*Exercise requirements*.
Begin at the line that has "of the chin" and stop after the line that has "[[80, 295]]". Reproduce only those lines of the data, substituting "center point" for "innermost point" wherever it occurs and leaving everything else unchanged.

*Stored records*.
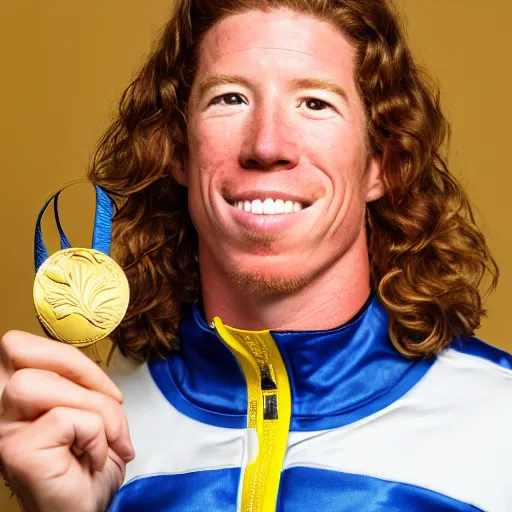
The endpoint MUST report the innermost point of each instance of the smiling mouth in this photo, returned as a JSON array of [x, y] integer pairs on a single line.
[[268, 206]]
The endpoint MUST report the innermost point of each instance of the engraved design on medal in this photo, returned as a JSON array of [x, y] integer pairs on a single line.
[[81, 295]]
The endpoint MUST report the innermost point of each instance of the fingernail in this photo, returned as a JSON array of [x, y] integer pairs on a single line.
[[129, 458]]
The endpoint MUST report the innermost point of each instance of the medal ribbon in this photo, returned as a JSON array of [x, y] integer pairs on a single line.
[[102, 232]]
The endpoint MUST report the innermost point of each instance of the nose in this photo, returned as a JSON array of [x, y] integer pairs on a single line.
[[270, 142]]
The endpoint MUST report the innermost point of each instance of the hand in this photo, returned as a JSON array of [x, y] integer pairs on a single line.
[[64, 439]]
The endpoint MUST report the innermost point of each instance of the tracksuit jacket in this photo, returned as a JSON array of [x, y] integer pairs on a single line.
[[327, 421]]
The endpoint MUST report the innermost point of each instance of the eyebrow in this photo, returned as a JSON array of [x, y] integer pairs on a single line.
[[299, 83], [318, 83], [215, 80]]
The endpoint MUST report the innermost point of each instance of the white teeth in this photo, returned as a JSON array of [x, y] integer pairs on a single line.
[[257, 207], [268, 206]]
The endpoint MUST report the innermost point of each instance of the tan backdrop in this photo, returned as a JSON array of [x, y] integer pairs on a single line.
[[64, 65]]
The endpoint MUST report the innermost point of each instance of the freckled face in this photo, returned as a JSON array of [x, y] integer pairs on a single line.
[[278, 170]]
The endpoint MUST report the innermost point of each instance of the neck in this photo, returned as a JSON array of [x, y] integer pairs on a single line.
[[330, 299]]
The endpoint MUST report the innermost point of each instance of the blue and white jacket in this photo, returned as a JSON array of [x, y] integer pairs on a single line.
[[330, 421]]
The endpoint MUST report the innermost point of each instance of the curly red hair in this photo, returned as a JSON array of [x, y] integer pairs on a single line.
[[427, 255]]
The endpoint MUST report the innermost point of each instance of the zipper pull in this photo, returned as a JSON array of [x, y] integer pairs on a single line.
[[269, 399]]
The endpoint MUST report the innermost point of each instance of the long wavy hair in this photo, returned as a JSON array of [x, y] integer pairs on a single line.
[[427, 256]]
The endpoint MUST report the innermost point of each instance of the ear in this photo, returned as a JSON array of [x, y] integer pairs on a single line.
[[374, 184], [179, 171]]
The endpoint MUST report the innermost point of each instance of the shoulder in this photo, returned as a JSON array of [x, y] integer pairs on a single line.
[[475, 380], [483, 364]]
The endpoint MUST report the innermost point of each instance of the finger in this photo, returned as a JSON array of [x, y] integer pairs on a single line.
[[83, 429], [31, 393], [20, 350], [42, 449]]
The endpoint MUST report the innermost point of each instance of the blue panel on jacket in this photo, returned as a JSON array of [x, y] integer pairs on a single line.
[[309, 489], [214, 491]]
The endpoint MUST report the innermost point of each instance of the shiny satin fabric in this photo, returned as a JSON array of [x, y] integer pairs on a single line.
[[312, 489], [336, 376]]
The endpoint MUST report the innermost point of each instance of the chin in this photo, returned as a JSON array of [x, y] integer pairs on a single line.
[[260, 284]]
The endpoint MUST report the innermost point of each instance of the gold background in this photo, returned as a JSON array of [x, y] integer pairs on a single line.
[[64, 65]]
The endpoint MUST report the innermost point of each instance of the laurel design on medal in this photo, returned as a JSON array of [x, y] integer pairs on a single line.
[[81, 295]]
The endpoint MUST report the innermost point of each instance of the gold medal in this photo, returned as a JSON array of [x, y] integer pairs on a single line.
[[80, 295]]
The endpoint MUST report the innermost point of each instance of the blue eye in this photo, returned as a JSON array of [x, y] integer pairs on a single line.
[[316, 104], [228, 99]]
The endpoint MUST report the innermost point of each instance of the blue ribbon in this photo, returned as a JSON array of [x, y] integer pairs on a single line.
[[102, 233]]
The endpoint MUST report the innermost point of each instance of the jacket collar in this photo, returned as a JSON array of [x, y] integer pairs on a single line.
[[337, 376]]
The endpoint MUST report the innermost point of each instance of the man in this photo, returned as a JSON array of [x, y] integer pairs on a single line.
[[307, 147]]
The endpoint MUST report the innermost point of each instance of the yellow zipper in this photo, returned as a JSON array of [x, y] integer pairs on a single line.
[[268, 413]]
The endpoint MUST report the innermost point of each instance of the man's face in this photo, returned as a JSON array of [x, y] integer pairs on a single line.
[[278, 169]]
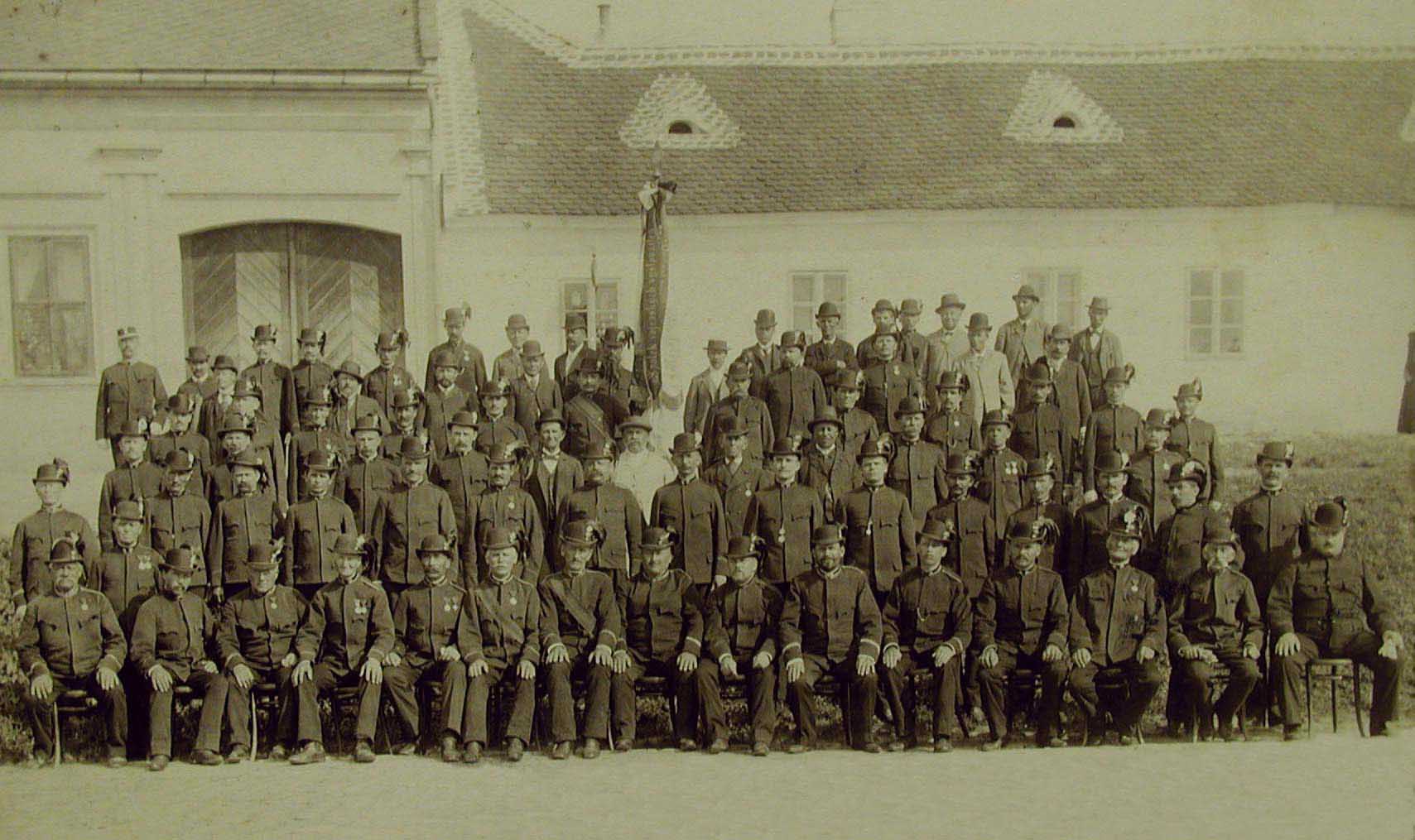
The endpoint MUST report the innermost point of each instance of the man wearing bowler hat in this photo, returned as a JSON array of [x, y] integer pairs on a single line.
[[794, 393], [128, 392], [70, 638], [1097, 349]]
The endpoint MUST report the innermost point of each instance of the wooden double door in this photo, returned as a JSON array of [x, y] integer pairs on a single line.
[[295, 275]]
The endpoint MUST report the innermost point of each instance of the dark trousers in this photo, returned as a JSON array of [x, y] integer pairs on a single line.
[[862, 690], [450, 678], [682, 686], [994, 684], [112, 702], [943, 690], [479, 703], [762, 686], [213, 688], [558, 676], [1360, 646], [327, 676], [238, 706], [1193, 684], [1143, 680]]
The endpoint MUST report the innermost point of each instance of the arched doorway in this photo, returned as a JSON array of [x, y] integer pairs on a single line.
[[344, 281]]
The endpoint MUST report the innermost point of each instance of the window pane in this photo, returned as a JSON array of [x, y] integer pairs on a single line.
[[1201, 341], [68, 269], [1201, 311], [1201, 283], [802, 289]]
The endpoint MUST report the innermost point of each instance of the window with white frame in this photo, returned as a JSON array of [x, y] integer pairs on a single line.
[[1215, 315], [1060, 291], [50, 305], [810, 290]]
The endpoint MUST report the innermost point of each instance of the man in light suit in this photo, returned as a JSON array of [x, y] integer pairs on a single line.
[[706, 388], [989, 381], [1097, 349]]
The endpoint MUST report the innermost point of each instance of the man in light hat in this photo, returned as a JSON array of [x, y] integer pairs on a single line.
[[436, 640], [70, 638], [579, 628], [739, 407], [310, 528], [534, 392], [1215, 618], [1097, 349], [927, 626], [794, 393], [1331, 604], [744, 618], [989, 379], [1021, 621], [415, 510], [135, 477], [1117, 626], [255, 642], [706, 388], [473, 364], [344, 641], [692, 510], [34, 536], [1022, 338], [128, 392], [782, 516], [832, 354], [662, 636], [173, 644], [1197, 439], [831, 624]]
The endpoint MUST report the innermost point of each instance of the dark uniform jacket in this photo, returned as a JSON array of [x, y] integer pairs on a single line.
[[879, 534], [694, 511], [128, 392], [832, 617], [510, 620], [257, 631], [784, 518], [427, 618], [70, 636], [579, 612], [1114, 612], [662, 617], [177, 634], [1022, 612], [347, 624], [1217, 612], [402, 519], [744, 620], [928, 610], [309, 532], [30, 550]]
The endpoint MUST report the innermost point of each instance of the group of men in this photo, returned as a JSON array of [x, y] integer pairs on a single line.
[[870, 514]]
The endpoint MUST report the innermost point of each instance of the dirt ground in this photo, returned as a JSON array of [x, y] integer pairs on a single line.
[[1331, 786]]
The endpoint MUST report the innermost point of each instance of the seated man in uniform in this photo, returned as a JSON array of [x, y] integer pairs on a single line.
[[831, 624], [1118, 628], [579, 628], [257, 646], [662, 636], [71, 640], [1021, 621], [742, 622], [927, 626]]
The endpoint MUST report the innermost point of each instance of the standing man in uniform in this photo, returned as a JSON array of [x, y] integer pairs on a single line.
[[128, 392]]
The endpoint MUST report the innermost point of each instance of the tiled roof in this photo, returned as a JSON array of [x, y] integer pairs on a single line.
[[931, 133], [209, 34]]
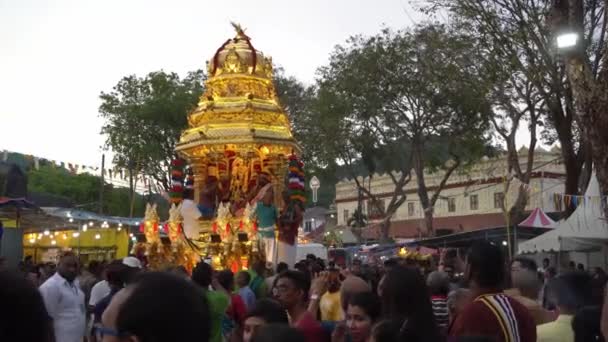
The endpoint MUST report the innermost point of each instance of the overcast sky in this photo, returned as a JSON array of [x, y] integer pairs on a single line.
[[57, 56]]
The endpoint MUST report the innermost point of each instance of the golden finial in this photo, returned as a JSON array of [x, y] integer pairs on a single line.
[[240, 32]]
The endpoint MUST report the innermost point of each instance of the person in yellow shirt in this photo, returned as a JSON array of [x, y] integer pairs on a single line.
[[572, 292], [330, 304]]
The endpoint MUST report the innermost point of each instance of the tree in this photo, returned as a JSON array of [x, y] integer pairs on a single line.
[[398, 92], [518, 39], [587, 69], [144, 118], [83, 191]]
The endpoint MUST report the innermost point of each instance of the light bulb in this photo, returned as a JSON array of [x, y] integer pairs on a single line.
[[567, 40]]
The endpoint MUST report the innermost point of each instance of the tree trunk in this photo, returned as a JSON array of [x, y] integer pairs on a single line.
[[592, 98], [423, 194], [572, 161], [385, 227], [517, 211], [131, 193]]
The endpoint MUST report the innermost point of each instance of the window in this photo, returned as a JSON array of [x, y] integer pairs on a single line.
[[474, 202], [499, 200], [451, 204], [375, 210]]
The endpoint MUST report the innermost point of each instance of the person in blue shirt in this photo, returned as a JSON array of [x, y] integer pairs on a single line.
[[267, 215], [242, 280]]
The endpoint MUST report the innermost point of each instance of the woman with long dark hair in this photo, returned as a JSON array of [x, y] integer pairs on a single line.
[[405, 297]]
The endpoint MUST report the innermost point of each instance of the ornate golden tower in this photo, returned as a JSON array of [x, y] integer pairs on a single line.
[[238, 140], [238, 118]]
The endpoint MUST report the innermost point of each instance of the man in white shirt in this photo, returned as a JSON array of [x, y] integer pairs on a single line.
[[100, 290], [64, 301]]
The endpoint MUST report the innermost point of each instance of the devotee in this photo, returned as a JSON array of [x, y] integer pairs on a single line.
[[91, 276], [116, 273], [330, 304], [269, 282], [385, 331], [362, 313], [157, 307], [278, 333], [457, 301], [525, 289], [257, 283], [486, 314], [292, 291], [404, 297], [266, 311], [64, 300], [586, 325], [572, 292], [237, 308], [267, 216], [548, 303], [439, 287], [289, 222], [217, 299], [23, 316], [242, 281]]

*Problem solution*.
The endpoint MUST report the center point of each instance of the chin in this photo, returned as a JSON array of [x, y] integer pairs on a single line.
[[260, 284]]
The endpoint MUST report the center point of each instance of the gold background in this photo, returned as a JSON array of [x, y] integer pairs on a single line.
[[64, 65]]
The endpoint MUST report the center point of each instance of the laurel design on medal in this photo, returned as a JSON array of [x, y] integer pairs on a single line.
[[81, 295]]
The endpoint MUST report the center point of each instance of the gold medal in this photo, returned as a JSON array of [x, y] integer pairs on a single line.
[[80, 295]]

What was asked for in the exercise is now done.